The economist Nouriel Roubini, who has worked at the White House, IMF, Federal Reserve and World Bank, has slammed blockchain in series of articles, tweets and public appearances, calling the distributed-ledger technology “nothing more than a glorified spreadsheet”.
Roubini, whose reputation is built on being one of the few mainstream economists to call the collapse of the US housing bubble in 2006, wrote in an article for Project Syndicate published on Monday:
“Blockchain has been heralded as a potential panacea for everything from poverty and famine to cancer. In fact, it is the most overhyped – and least useful – technology in human history.”
Referring to the fact that the valuation of Bitcoin has plummeted 65% in recent months, from a peak of $19,666 in late 2017, and to a study which reported that 80% of initial coin offerings (ICOs) in the same year were scams, the former central banker painted cryptocurrencies as a haven for financial fraudsters, oligarchs and organised crime:
“A few self-serving white men (there are hardly any women or minorities in the blockchain universe) pretending to be messiahs for the world’s impoverished, marginalized, and unbanked masses claim to have created billions of dollars of wealth out of nothing. But one need only consider the massive centralization of power among cryptocurrency “miners,” exchanges, developers, and wealth holders to see that blockchain is not about decentralization and democracy; it is about greed.”
The articles follow Roubini’s testimony to the US Senate’s Committee on Banking, Housing & Urban Affairs, in an October 11th hearing entitled “Exploring the Cryptocurrency and Blockchain Ecosystem”. In the hearing, Roubini insisted that there is a real revolution happening in the financial services industry and that it has nothing to do with blockchain. “It is a revolution built on artificial intelligence, big data, and the Internet of Things”, he said.

◆ RECORD EXCERPTS
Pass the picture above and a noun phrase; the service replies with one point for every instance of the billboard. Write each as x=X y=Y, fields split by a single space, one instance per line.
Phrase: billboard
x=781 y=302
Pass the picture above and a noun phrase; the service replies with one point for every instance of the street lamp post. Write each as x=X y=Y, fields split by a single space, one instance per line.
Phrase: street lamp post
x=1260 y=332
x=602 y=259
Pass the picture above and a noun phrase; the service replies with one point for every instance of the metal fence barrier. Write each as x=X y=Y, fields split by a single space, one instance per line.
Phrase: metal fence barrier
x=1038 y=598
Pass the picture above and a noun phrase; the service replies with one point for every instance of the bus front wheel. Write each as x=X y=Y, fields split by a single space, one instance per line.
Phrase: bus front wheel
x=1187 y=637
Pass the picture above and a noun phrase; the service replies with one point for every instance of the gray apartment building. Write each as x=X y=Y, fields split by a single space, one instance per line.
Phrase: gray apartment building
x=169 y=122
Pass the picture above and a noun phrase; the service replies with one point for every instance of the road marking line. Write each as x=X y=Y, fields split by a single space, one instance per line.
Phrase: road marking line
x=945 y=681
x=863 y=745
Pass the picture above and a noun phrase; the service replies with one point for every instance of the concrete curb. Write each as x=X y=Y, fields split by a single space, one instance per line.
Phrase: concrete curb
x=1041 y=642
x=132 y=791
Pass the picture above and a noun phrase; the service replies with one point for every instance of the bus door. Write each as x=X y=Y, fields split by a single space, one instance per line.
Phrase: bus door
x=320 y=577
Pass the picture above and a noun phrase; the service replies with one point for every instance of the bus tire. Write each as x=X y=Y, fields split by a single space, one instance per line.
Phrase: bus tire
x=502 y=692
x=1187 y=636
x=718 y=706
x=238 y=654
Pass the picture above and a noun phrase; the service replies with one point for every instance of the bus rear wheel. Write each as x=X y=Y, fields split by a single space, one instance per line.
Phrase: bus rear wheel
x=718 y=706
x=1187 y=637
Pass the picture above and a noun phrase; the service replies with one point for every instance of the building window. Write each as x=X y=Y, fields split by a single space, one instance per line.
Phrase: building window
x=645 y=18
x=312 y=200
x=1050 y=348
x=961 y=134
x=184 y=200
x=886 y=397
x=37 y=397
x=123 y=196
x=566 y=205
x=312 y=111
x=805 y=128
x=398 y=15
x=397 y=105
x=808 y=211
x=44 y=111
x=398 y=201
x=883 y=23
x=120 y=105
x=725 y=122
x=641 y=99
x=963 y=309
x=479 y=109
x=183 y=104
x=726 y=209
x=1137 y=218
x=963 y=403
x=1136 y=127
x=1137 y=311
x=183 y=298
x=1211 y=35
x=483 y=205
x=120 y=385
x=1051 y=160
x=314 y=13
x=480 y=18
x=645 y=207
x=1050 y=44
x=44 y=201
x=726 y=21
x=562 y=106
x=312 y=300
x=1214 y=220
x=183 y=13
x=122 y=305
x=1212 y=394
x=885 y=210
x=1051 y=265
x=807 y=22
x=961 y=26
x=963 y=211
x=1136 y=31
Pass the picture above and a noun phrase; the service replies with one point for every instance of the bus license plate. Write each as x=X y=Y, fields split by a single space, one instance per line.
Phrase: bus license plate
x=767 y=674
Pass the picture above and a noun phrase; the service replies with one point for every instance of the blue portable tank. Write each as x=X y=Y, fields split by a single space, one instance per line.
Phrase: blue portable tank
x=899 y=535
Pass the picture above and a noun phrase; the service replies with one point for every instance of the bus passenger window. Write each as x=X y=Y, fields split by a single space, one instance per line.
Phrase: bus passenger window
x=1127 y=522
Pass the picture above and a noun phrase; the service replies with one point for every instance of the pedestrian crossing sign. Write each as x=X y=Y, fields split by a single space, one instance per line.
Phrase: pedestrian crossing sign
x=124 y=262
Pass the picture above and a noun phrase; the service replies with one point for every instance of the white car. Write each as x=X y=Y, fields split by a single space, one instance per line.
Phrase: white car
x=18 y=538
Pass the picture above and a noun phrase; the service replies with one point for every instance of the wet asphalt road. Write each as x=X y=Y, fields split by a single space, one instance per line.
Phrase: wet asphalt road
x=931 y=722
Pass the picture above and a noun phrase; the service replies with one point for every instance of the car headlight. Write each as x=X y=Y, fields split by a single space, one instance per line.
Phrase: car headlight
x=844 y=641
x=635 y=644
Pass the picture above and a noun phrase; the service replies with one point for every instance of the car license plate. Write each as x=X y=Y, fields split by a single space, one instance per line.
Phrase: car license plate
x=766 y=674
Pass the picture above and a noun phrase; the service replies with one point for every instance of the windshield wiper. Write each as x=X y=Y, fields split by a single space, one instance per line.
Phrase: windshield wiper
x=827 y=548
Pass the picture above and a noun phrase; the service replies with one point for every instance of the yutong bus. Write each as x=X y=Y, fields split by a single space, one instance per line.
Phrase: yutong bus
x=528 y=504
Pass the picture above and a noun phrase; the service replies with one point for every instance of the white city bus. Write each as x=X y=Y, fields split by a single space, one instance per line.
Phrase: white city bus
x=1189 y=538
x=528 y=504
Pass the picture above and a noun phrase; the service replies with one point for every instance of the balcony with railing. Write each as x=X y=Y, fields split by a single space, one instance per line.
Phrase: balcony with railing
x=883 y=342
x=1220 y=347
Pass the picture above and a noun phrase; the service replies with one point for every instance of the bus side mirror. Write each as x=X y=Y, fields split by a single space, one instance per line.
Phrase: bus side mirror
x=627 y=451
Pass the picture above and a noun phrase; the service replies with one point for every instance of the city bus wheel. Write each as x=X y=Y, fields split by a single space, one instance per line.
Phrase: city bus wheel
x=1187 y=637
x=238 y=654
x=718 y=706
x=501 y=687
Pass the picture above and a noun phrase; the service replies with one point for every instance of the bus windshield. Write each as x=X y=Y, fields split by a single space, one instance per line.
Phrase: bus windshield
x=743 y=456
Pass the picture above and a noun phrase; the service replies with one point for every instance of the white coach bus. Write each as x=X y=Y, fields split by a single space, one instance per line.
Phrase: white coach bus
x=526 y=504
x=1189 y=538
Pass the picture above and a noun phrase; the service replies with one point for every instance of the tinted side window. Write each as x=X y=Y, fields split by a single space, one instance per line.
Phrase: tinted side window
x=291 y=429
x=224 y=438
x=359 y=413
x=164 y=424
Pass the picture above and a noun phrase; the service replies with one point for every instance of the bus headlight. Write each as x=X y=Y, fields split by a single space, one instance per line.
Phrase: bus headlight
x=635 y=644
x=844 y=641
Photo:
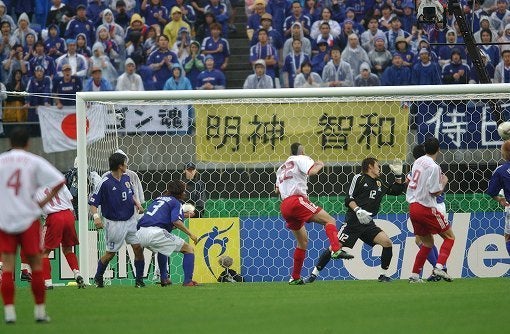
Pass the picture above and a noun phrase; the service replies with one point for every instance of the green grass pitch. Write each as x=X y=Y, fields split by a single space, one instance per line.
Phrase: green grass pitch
x=476 y=305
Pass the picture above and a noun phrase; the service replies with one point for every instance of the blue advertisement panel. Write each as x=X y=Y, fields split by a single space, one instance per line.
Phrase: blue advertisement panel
x=479 y=250
x=459 y=124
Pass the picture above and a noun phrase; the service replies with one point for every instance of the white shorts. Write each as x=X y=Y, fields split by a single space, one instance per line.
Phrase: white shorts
x=507 y=220
x=159 y=240
x=116 y=232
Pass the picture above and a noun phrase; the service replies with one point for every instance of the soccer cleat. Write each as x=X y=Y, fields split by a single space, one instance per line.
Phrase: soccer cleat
x=415 y=280
x=298 y=281
x=384 y=278
x=44 y=320
x=166 y=282
x=26 y=276
x=99 y=281
x=433 y=278
x=139 y=283
x=190 y=283
x=80 y=282
x=341 y=254
x=311 y=278
x=443 y=274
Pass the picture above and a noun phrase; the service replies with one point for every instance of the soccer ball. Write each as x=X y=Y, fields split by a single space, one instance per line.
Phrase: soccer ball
x=504 y=130
x=188 y=207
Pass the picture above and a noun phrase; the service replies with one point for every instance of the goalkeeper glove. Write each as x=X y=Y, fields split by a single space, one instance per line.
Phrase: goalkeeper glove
x=397 y=167
x=364 y=216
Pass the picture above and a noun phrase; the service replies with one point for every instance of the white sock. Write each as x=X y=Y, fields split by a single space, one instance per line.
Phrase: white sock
x=9 y=312
x=40 y=311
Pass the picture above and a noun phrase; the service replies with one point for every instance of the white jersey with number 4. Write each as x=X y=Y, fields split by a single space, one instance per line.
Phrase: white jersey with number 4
x=21 y=174
x=425 y=180
x=292 y=176
x=62 y=200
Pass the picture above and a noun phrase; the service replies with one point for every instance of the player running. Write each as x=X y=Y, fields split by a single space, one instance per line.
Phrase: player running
x=296 y=209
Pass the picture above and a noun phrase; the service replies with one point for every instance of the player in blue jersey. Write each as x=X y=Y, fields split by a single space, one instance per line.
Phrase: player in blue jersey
x=155 y=230
x=419 y=151
x=500 y=180
x=115 y=196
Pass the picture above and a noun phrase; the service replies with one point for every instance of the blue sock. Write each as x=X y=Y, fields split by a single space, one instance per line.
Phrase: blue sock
x=163 y=266
x=188 y=263
x=100 y=269
x=139 y=266
x=432 y=257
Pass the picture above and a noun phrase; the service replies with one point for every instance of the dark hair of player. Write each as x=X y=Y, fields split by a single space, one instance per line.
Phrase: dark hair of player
x=294 y=148
x=367 y=162
x=19 y=137
x=431 y=145
x=116 y=160
x=176 y=188
x=418 y=151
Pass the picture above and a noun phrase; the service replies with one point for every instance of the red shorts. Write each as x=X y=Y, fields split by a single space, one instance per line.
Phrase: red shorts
x=60 y=229
x=30 y=240
x=296 y=210
x=427 y=220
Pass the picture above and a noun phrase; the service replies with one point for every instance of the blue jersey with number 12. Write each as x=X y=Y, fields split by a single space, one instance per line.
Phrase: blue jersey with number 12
x=162 y=212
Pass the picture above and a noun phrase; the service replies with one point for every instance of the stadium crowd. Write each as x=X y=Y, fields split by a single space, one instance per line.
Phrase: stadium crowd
x=59 y=47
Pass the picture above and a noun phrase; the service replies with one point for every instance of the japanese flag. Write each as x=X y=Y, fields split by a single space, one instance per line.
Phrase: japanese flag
x=58 y=127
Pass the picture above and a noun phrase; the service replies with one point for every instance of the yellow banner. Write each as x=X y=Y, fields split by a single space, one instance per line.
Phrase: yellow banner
x=331 y=132
x=217 y=236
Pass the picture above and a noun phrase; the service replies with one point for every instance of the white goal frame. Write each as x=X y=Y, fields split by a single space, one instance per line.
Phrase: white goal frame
x=351 y=93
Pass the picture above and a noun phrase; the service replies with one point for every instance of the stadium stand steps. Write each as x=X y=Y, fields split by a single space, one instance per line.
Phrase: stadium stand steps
x=239 y=66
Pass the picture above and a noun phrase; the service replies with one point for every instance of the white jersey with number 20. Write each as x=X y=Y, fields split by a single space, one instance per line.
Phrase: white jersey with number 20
x=425 y=180
x=21 y=174
x=292 y=176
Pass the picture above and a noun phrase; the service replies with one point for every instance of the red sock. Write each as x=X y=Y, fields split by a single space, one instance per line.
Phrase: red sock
x=46 y=268
x=299 y=259
x=445 y=250
x=420 y=259
x=38 y=288
x=7 y=288
x=72 y=260
x=332 y=234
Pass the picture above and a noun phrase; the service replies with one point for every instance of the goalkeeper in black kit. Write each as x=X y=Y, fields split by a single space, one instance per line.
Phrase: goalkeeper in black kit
x=363 y=201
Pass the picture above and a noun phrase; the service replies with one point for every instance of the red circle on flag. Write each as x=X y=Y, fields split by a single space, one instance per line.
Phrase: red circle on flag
x=68 y=126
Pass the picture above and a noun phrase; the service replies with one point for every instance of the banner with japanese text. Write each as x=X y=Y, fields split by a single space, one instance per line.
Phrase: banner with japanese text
x=150 y=118
x=460 y=125
x=331 y=132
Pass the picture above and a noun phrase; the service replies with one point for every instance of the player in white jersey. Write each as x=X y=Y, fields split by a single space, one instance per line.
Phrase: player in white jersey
x=426 y=183
x=21 y=174
x=59 y=229
x=296 y=209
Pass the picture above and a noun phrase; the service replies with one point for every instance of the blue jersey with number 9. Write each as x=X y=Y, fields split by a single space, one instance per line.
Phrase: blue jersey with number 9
x=162 y=212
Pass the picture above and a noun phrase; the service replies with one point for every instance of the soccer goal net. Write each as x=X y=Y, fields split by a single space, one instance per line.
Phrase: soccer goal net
x=237 y=139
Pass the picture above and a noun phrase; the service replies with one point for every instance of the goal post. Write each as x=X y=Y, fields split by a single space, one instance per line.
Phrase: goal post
x=238 y=137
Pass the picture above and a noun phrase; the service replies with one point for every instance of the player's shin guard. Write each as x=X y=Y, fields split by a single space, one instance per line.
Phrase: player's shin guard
x=323 y=260
x=444 y=251
x=72 y=260
x=332 y=234
x=7 y=288
x=163 y=266
x=386 y=256
x=38 y=288
x=420 y=259
x=46 y=268
x=188 y=263
x=299 y=259
x=139 y=265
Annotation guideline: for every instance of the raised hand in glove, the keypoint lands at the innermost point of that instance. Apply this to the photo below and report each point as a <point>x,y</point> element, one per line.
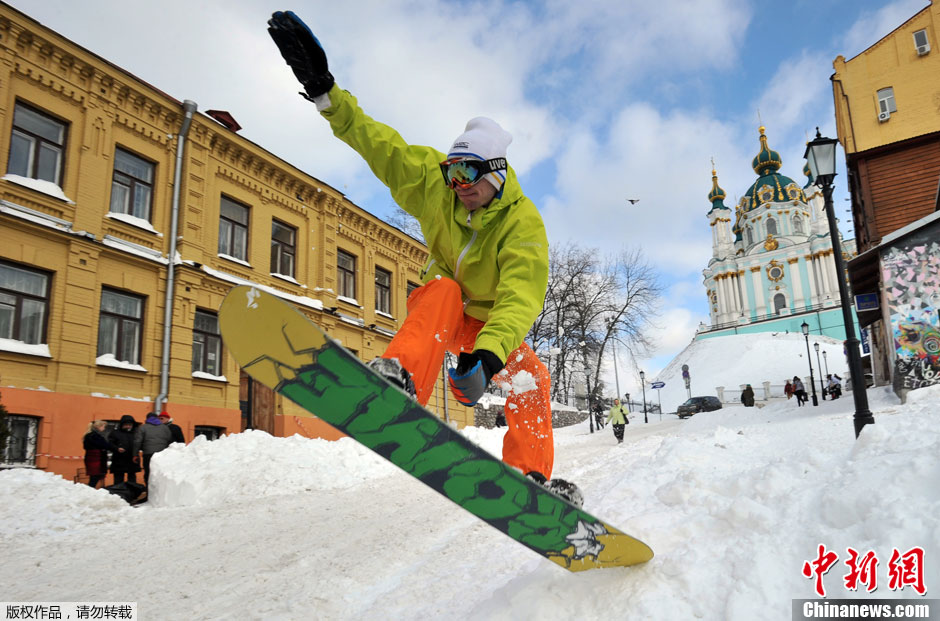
<point>472,375</point>
<point>302,51</point>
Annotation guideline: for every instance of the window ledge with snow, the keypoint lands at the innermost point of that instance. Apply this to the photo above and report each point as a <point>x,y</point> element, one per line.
<point>229,257</point>
<point>353,301</point>
<point>285,277</point>
<point>134,221</point>
<point>19,347</point>
<point>210,377</point>
<point>45,187</point>
<point>108,360</point>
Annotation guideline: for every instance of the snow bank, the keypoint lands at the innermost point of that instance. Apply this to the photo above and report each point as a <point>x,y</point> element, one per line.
<point>35,501</point>
<point>254,464</point>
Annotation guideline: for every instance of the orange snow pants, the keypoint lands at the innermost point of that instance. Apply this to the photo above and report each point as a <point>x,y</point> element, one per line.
<point>436,323</point>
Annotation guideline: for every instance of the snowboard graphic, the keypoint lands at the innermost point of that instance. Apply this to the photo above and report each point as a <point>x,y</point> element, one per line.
<point>279,347</point>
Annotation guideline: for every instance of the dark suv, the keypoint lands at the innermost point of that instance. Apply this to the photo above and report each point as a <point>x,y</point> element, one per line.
<point>698,404</point>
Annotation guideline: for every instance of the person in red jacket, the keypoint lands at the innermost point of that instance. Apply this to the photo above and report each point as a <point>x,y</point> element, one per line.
<point>486,277</point>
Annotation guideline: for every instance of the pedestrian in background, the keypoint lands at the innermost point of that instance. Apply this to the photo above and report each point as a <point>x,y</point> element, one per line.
<point>151,437</point>
<point>96,447</point>
<point>617,417</point>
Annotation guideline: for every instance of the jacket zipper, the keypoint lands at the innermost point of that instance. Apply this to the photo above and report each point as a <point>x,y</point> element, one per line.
<point>463,254</point>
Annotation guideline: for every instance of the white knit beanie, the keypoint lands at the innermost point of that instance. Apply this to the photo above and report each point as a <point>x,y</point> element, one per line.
<point>483,139</point>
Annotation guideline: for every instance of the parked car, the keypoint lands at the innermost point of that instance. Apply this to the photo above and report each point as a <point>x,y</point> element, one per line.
<point>698,404</point>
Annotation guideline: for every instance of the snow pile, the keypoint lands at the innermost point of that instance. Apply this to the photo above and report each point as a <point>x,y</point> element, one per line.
<point>41,503</point>
<point>737,359</point>
<point>255,464</point>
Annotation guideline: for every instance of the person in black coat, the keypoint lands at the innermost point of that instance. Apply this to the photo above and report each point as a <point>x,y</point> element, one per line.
<point>126,465</point>
<point>96,452</point>
<point>175,430</point>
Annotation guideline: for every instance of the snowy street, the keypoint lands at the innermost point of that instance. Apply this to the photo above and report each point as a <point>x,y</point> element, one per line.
<point>733,502</point>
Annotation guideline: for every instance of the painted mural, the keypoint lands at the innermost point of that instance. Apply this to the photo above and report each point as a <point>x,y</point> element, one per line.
<point>911,276</point>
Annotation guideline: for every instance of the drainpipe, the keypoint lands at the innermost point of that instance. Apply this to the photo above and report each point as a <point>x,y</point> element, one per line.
<point>189,108</point>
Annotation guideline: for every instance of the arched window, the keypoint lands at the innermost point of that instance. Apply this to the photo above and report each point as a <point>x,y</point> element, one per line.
<point>798,225</point>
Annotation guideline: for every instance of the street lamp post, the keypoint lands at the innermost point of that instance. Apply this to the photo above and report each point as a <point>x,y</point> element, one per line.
<point>821,156</point>
<point>805,328</point>
<point>822,386</point>
<point>643,385</point>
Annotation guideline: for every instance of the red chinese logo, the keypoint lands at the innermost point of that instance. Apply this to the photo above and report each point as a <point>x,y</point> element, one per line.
<point>904,569</point>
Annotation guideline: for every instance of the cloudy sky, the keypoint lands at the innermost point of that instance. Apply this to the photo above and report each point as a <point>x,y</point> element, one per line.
<point>607,100</point>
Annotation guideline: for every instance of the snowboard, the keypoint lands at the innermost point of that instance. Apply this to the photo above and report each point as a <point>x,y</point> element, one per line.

◆ YOUR GOAL
Resume the article about Nouriel Roubini's attack on blockchain from the point where it stops. The material is separate from the article on Roubini's criticism of blockchain.

◆ ANSWER SPACE
Roubini also highlighted Bitcoin’s low transaction throughput and the energy intensiveness of the mining process, issues that Jim Bowes explored in an article for The Panoply earlier this year.
Presenting a contrasting view was Peter Van Valkenburgh, Director of Research at Coin Center, who told the committee that blockchain was a technology still in its infancy, and that teething problems are to be expected, as an account of the hearing in CoinTelegraph relates:
“Various kinds of human interactions, Van Valkenburgh maintained, are riddled with state or corporate chokepoints. Like the internet had removed such chokepoints from the realm of communication, blockchain’s promise is to do away with single points of failure that are inherent to other interaction systems’ designs – such as that of monetary transaction systems. Giant private corporations are increasingly prone to security failures, such as electronic bank robberies and massive personal data leaks. The rise of IoT makes such concerns even more grave, as even cars and pacers can now be targeted.”
Other defenders of blockchain have come forward to refute Roubini’s claim that distributed ledger technology is useless. In a Computerworld article, Vipul Goyal, from the Computer Science Department at Carnegie Mellon University, pointed to the blockchain-as-a-service (BaaS) offerings of Amazon, IBM, Microsoft and Oracle as proof that there are real-world applications:
“Any disruptive technology takes several years to play out, become mature and find its place in the world, he said. The internet, Goyal noted, needed a decade to gain traction, and AI took even more time. Even cloud computing took several years to catch on, he said.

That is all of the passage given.